GESTELLTE AUFGABE A:
Beantworte diese Fragen zum Text über Angelverbote:
(i) Welche drei SPD-Politikerinnen bezeichnet der Text als anglerfeindlich?
(ii) An welchem Datum erschien der Beitrag von Taxidermist?
(iii) Welche Person verlinkt Taxidermist als möglichen Nachfolger?
GESTELLTE AUFGABE B: Schreib Zeilen aus der Auflistung unverändert ab. Beginne bei der Zeile mit „Question. Identify the man“, und höre erst nach der letzten Zeile der Auflistung auf.

+++ VORLIEGENDER TEXT

Brillendorsch schrieb:


> hat denn wirklich jemand was Anderes erwartet?
> Die bekommt doch schon beim Wort "Verbot" ne feuchte Hose. Jetzt will sie halt ein letztes mal so richtig *"kommen"*


Das ist ein vollkommen unübliches Verhalten unter Parteien/Politikern, selbst nach so einer Wahl.

Ja, das hätte ich nicht erwartet..

Aber man lernt nie aus...

Damit steht eines klar fest:
Sozialdemokraten sind Anglerfeinde.

Und wer als angelnder Sozi da nicht direkt bei seiner Partei, Schulz und Konsorten sich meldet und Einspruch erhebt, ist in meinen Augen kein Stück besser als die anglerfeindlichen SPD-Damen Hendricks, Rodust und Hagedorn..


----------



## Taxidermist (27. September 2017)

*AW: Ministerin Hendricks (SPD) hat vor ihrem Abtritt noch Angelverbote unterschrieben*

Ich habe auch nichts anderes erwartet und der potenzielle Nachfolger
https://de.wikipedia.org/wiki/Anton_Hofreiter
wird sich sicher freuen über diese Vorarbeit, die man selbstverständlich auch als Startschuss für weitere Verbote sehen kann!

++++++
+++ VORLIEGENDE AUFLISTUNG

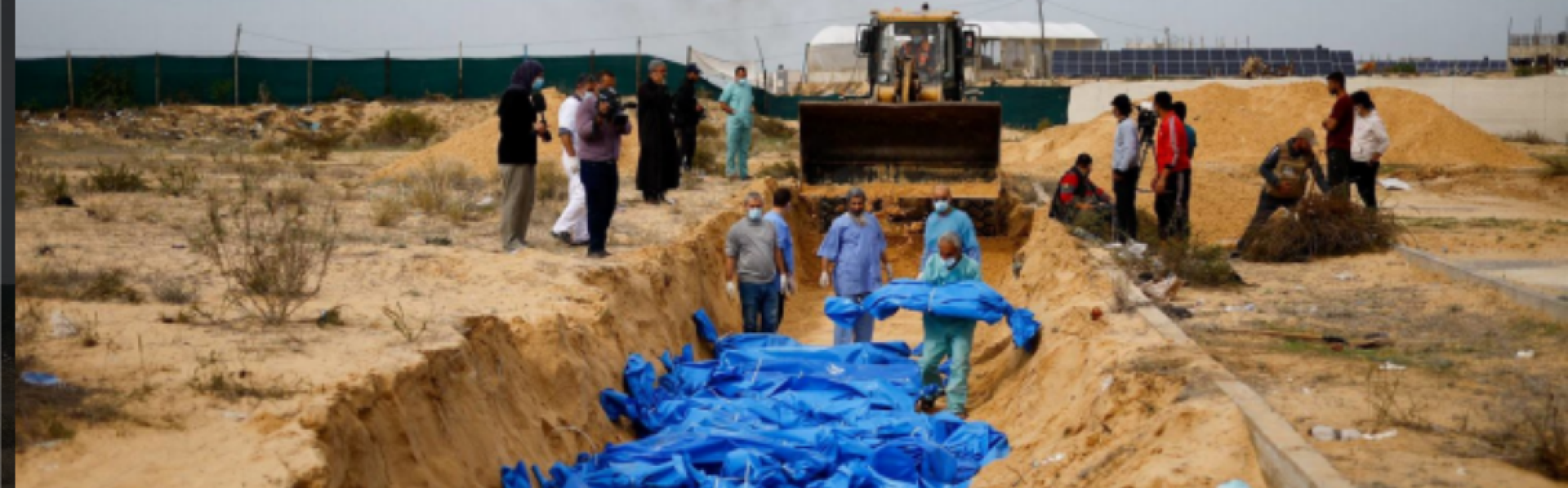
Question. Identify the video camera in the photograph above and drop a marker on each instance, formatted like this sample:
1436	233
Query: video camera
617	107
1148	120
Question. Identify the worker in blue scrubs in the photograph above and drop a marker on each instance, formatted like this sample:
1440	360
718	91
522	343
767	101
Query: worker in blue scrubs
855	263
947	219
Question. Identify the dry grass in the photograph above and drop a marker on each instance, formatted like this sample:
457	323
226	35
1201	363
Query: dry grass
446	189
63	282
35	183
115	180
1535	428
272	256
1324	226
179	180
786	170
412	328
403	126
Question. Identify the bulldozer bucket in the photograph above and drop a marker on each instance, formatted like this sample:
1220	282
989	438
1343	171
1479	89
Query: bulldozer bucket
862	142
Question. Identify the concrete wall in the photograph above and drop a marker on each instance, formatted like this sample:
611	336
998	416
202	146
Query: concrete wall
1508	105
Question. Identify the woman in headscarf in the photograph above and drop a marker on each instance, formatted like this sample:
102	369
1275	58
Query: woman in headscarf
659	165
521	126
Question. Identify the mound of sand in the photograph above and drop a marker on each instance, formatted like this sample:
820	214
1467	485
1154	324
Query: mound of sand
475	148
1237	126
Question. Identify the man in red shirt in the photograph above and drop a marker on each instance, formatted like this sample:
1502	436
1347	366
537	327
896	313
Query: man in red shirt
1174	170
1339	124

++++++

FERTIGE ANTWORT A:
(i) Hendricks, Rodust und Hagedorn
(ii) 27. September 2017
(iii) Anton Hofreiter

FERTIGE ANTWORT B:
Question. Identify the man in red shirt in the photograph above and drop a marker on each instance, formatted like this sample:
1502	436
1347	366
537	327
896	313
Query: man in red shirt
1174	170
1339	124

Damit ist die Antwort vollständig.